### Passage
• • •

# Obedience & agility classes near Greensboro NC?



## positivek9 (Sep 8, 2012)

Hi all!!

I have an 11 week old GSD, Vaxx, that I really need to start working with in a group environment.  I'm looking for competitive geared places that use positive reinforcement techniques and training up to the utility level.

I recently moved here to Browns Summit and am clueless on where to go or whom to contact. I've been away from competing since 2000, so I'm a bit rusty and out of the loop.

My last GSD I worked and trained with earned 2 legs towards her CDX with scores in the high 190's, agility and flyball titles, and knew most of the Utility exercises. She was a rescue and taught me so much on how to overcome issues in a positive way. I still miss her like the dickens... 

Not sure where to turn to here in NC.... Any help would be greatly appreciated! 

Vaxxx says Woof and he wants to learn more and more!

Thanks in advance!

• • •

### Dataset

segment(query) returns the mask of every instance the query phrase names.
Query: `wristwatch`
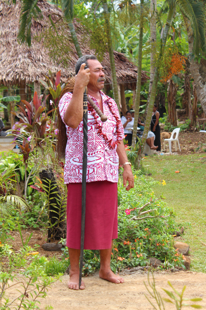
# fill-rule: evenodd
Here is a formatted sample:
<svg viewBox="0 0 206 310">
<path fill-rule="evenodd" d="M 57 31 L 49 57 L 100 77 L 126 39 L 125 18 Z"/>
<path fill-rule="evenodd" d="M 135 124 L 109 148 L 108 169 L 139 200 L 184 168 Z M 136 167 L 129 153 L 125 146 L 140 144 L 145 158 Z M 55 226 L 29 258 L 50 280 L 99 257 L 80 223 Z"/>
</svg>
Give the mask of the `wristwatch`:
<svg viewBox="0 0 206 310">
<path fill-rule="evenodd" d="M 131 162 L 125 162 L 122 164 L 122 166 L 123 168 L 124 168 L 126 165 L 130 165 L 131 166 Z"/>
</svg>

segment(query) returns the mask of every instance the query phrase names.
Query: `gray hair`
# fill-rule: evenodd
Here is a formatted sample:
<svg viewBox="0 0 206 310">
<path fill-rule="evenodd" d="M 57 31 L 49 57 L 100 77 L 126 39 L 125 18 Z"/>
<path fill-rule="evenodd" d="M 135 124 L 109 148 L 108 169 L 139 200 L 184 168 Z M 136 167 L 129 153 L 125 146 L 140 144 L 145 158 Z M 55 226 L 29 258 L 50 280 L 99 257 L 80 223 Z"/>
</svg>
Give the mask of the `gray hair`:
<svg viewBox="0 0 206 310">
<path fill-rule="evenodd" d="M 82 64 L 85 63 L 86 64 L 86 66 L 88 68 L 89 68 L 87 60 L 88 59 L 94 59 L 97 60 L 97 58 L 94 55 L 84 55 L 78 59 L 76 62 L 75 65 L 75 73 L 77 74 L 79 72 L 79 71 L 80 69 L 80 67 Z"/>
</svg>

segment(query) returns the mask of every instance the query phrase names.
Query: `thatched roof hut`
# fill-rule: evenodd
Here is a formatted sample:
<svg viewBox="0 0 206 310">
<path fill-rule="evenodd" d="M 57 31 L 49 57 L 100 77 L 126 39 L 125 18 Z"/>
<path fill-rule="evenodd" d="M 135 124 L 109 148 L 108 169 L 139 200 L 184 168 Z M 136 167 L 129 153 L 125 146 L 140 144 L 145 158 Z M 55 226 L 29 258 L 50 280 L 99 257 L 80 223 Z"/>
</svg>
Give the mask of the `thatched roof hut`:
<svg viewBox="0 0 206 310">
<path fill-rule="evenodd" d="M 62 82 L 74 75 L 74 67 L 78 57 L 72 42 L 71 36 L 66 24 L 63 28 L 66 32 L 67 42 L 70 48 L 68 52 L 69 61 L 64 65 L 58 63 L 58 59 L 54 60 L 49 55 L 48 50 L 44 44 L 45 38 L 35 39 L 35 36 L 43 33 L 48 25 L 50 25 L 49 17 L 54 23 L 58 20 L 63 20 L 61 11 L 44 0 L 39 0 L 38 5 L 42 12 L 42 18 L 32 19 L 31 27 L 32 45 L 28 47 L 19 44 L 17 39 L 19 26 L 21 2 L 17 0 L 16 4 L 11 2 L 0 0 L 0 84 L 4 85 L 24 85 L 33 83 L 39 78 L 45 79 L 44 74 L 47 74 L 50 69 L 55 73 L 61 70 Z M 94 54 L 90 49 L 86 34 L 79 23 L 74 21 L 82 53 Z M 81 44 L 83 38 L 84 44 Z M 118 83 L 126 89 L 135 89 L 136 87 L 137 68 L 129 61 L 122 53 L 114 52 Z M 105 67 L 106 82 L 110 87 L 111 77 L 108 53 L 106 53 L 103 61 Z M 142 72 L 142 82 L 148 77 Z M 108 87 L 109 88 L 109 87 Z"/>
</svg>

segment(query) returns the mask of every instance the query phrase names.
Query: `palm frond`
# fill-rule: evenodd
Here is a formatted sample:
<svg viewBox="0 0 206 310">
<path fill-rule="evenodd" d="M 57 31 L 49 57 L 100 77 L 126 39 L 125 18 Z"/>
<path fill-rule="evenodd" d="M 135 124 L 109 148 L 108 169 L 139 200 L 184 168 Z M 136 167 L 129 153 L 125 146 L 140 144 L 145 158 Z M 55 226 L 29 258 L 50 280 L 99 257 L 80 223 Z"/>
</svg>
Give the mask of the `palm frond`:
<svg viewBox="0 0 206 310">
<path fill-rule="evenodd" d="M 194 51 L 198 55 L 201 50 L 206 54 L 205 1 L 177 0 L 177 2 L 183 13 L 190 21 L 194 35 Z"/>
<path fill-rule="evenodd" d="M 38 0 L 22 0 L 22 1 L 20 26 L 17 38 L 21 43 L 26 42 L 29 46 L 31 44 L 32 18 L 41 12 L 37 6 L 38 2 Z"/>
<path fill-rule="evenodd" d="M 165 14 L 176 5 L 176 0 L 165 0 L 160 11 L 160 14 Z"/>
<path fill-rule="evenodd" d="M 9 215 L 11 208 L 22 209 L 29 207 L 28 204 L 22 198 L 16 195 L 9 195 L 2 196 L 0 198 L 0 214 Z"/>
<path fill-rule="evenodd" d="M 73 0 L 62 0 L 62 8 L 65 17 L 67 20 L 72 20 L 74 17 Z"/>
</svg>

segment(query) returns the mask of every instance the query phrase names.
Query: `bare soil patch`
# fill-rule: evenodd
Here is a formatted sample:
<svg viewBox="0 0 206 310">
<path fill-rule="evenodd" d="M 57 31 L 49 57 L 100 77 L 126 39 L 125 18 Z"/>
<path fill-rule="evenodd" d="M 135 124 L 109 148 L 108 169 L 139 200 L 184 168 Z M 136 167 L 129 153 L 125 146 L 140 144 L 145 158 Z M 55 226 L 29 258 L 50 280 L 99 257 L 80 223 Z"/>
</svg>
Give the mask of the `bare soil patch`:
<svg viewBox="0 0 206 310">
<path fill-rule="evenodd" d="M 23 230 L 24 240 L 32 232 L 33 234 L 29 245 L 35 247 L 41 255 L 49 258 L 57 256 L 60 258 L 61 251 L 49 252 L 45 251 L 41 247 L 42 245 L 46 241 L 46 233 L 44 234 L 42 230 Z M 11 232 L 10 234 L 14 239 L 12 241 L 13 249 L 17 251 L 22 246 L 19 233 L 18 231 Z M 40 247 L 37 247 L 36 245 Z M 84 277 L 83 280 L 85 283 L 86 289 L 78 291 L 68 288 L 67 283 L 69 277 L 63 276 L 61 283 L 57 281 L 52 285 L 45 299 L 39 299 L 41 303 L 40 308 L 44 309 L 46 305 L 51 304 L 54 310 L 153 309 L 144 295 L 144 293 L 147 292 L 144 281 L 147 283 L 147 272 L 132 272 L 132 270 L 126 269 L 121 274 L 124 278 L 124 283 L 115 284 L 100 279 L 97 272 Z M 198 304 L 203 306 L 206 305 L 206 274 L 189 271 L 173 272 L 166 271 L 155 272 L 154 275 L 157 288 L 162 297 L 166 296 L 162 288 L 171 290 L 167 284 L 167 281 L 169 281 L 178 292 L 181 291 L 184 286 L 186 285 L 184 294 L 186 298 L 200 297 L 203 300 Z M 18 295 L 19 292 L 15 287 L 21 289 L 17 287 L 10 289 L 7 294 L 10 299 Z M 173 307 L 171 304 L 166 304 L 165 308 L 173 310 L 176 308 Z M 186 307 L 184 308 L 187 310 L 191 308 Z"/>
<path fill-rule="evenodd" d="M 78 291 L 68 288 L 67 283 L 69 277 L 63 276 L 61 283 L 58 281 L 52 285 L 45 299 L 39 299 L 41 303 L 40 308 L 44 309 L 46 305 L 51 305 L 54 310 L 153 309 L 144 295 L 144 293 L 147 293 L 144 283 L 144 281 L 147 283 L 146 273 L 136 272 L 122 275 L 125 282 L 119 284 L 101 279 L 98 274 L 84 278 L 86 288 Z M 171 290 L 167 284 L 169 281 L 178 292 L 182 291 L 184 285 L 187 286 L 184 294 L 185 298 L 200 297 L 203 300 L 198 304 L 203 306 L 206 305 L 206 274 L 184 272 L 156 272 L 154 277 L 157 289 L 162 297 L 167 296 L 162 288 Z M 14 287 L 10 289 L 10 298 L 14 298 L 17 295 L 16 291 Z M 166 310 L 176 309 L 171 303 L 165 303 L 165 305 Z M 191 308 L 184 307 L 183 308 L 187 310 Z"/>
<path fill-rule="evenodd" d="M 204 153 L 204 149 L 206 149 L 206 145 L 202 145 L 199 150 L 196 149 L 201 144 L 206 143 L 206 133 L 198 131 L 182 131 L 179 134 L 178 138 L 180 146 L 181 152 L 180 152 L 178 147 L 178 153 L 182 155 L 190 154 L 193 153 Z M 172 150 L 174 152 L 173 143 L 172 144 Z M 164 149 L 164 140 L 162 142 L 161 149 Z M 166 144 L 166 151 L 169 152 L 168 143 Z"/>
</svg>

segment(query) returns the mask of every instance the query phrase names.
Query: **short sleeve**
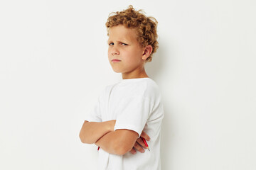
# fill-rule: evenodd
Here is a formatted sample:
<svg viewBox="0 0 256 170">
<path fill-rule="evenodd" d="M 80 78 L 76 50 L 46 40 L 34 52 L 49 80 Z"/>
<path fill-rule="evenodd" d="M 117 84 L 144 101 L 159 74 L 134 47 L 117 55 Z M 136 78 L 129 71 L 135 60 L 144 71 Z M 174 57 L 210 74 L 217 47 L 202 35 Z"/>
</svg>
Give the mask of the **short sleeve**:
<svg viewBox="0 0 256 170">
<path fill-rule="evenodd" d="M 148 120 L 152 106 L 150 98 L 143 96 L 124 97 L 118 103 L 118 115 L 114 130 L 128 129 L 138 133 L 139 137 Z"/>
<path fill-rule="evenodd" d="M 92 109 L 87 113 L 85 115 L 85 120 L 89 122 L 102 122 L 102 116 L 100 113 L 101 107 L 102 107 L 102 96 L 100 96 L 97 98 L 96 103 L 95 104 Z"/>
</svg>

• • •

### Stated problem 1
From the Greensboro training post, list every achievement credited to the poster's previous GSD.
### Stated problem 2
According to the Greensboro training post, since what year has the poster been away from competing?
### Stated problem 3
Carry on the Greensboro training post from the point where it stops.

### Response 1
- Two legs toward her CDX, with scores in the high 190's
- Agility titles
- Flyball titles
- Knowing most of the Utility exercises

### Response 2
Since 2000.

### Response 3
Julie
Browns Summit
The German Shepherd Database Project
The Shepherd Haven (a safe place for those in need) - coming soon in 2013


----------



## Elaine (Sep 10, 2006)

I have no clue what's what down there, but you can go to some local trials, look around for the better teams, and ask them where they would suggest you train. Around here, it's easy to pick out who goes where by how well they work.


----------



## MaggieRoseLee (Aug 17, 2001)

Did you try hear yet? click --> Clean Run: Agility Clubs and Training Schools

aw:


----------



## Cassidy's Mom (Mar 30, 2003)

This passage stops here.